++++ Data for the task ++++

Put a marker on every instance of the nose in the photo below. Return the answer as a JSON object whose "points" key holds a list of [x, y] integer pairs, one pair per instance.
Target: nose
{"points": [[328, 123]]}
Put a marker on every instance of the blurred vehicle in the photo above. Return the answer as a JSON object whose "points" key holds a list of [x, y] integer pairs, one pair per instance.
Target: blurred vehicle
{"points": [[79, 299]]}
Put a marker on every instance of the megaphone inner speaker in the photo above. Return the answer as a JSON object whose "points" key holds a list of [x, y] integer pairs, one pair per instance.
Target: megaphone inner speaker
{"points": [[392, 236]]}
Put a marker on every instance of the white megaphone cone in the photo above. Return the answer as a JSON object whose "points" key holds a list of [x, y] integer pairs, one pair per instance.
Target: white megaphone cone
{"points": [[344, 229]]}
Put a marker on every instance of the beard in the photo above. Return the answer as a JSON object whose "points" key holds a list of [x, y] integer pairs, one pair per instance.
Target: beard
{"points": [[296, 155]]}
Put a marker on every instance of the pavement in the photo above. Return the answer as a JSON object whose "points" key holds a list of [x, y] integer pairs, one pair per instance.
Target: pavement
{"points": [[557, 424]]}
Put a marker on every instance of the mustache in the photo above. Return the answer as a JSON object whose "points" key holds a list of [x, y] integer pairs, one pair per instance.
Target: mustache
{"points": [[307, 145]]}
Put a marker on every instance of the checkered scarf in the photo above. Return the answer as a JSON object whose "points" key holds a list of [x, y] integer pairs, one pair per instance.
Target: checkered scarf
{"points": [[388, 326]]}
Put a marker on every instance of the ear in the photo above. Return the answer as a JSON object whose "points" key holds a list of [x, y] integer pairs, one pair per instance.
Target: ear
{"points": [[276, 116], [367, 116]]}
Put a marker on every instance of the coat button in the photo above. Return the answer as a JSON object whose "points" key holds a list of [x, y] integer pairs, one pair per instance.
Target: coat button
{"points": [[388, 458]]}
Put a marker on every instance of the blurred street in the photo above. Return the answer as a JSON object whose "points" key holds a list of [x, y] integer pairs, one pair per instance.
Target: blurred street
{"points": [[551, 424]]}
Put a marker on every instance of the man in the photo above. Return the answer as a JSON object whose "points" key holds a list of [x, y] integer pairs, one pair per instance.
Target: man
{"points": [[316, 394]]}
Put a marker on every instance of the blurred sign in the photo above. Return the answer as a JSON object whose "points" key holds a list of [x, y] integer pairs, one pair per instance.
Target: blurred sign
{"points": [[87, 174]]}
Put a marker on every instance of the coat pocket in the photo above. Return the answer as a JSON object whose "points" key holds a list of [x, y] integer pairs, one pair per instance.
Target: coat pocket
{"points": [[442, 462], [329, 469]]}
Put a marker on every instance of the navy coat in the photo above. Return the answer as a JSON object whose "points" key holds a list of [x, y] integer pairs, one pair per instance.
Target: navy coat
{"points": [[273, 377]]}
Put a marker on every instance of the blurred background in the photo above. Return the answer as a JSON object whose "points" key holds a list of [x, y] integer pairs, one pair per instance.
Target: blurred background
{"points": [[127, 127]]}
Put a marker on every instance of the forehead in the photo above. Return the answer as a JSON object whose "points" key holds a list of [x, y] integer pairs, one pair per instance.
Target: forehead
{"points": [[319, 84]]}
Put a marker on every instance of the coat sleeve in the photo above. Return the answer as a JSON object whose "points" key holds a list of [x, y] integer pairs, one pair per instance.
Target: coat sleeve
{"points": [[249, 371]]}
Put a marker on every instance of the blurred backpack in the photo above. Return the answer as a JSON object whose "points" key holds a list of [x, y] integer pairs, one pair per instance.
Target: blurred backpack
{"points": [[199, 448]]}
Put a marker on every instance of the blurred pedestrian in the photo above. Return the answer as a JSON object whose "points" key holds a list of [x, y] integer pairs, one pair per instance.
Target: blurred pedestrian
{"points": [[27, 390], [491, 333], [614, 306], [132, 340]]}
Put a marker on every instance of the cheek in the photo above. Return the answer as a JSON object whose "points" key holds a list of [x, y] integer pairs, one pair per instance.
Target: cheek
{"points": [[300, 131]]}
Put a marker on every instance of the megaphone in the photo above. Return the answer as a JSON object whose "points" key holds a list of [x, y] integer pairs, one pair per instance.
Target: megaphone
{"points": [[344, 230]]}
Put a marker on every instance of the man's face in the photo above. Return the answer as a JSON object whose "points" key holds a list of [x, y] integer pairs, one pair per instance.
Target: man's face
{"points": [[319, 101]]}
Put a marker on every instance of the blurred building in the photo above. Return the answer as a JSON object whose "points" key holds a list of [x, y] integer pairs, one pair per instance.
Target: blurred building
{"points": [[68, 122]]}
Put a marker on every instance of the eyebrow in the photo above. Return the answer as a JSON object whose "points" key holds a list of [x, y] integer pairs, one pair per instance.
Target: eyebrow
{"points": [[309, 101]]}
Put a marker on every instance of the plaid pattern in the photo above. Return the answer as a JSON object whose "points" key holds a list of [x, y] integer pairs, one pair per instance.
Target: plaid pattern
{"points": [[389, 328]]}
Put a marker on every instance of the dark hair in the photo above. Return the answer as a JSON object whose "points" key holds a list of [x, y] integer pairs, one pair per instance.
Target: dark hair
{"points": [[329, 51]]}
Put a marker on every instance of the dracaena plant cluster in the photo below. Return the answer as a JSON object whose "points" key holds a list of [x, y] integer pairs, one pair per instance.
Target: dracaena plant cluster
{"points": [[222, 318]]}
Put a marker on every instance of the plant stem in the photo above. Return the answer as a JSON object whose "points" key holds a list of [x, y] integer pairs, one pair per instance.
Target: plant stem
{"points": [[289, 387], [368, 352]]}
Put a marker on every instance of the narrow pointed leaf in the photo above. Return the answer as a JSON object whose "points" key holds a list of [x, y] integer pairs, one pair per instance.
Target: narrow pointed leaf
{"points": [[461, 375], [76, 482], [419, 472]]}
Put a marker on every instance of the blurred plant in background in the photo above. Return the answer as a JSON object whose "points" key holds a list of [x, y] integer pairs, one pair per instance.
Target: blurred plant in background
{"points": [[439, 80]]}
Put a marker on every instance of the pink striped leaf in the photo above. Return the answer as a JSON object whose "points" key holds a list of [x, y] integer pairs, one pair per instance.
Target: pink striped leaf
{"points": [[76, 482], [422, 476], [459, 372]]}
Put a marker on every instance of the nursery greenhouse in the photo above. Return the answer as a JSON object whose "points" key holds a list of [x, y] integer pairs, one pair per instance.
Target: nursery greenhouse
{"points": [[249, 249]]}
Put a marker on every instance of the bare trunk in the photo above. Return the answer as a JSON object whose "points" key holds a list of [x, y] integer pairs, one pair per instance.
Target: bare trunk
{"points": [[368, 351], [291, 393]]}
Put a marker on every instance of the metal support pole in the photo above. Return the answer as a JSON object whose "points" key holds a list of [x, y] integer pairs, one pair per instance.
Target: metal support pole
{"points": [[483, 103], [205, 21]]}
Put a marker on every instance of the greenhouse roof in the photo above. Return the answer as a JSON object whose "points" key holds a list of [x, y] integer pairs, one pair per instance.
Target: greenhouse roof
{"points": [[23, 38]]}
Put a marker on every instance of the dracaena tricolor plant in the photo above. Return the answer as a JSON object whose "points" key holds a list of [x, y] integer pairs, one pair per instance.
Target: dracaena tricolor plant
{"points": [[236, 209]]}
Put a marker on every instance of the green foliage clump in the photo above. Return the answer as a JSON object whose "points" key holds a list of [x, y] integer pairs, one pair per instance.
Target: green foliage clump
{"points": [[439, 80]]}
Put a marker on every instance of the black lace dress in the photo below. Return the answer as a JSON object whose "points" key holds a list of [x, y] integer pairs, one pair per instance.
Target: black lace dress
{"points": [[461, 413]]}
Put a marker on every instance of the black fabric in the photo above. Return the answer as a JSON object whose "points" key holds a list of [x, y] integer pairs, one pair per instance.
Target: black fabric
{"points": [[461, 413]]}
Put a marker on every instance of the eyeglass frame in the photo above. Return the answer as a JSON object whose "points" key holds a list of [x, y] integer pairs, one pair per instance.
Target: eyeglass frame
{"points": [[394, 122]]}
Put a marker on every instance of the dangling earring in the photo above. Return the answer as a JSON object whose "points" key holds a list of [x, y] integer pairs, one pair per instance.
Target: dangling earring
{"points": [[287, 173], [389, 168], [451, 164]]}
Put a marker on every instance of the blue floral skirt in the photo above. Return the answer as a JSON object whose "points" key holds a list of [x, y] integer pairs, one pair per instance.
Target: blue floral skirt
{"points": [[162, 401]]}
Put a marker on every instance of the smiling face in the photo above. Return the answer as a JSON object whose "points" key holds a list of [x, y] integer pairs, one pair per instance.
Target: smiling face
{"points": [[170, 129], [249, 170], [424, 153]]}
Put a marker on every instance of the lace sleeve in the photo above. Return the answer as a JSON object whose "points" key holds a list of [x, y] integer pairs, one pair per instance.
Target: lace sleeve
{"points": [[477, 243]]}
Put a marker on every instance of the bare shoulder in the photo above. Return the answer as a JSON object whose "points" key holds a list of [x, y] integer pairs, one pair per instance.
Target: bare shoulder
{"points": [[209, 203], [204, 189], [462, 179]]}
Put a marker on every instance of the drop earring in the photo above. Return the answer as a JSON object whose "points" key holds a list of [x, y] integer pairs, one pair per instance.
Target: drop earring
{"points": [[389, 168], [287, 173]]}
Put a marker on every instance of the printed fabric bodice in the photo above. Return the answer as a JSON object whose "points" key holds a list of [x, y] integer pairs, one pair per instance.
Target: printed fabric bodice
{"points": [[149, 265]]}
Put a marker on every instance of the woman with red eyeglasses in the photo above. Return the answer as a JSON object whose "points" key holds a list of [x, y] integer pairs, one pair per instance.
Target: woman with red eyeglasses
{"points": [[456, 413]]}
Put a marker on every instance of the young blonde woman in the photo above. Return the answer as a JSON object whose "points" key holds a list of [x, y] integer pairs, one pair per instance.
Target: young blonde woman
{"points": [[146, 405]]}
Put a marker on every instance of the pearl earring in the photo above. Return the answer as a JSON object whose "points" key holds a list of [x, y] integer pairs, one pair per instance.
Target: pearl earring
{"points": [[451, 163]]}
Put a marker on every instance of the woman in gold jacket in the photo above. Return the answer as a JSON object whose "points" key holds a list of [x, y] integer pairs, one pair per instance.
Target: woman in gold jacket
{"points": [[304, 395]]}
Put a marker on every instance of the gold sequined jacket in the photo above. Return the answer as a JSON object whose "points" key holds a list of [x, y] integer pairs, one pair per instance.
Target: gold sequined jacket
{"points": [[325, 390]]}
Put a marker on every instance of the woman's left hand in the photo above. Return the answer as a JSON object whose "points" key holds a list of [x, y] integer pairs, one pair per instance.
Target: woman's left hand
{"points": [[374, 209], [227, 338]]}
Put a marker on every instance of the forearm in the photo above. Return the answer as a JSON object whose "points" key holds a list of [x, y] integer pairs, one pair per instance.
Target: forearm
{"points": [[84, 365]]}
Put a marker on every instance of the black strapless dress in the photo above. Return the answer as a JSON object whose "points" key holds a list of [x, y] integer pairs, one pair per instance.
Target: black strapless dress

++++

Your task » All lines from the one with "Put a marker on every instance of the pearl" through the final line above are to be quoted exactly; quote no other line.

Finished exercise »
Put a marker on every instance of the pearl earring in the photo above. Return the answer as a JSON object whose "points" key holds a list of [x, y] integer pairs, one pair per instance.
Target: pearl earring
{"points": [[451, 163]]}
Put a marker on every instance of the woman in gold jacket in the photo above. Return the answer as a JSON object whose "points" key holds a list of [x, y] integer pairs, one pair per instance.
Target: woman in gold jacket
{"points": [[304, 395]]}
Put a marker on every instance of the gold sequined jacket in the photo above. Return the answer as a JSON object whose "points" key holds a list of [x, y] integer pairs, one pair per instance.
Target: gold sequined jacket
{"points": [[325, 390]]}
Put a marker on every instance of the woman's left hand in the photo above. Return the answer as a JSON object whose "points" key holds a list of [x, y] integer pairs, one pair per instance.
Target: woman's left hand
{"points": [[374, 209], [227, 338]]}
Put a marker on every instance of the forearm in the photo above. Return the answer as a JSON object whose "points" key holds a list of [x, y] integer pairs, one pair per instance.
Target: forearm
{"points": [[84, 365]]}
Put a marker on every instance of the black strapless dress in the photo above. Return the answer as a JSON object whose "points" key holds a list of [x, y] integer pairs, one pair per instance.
Target: black strapless dress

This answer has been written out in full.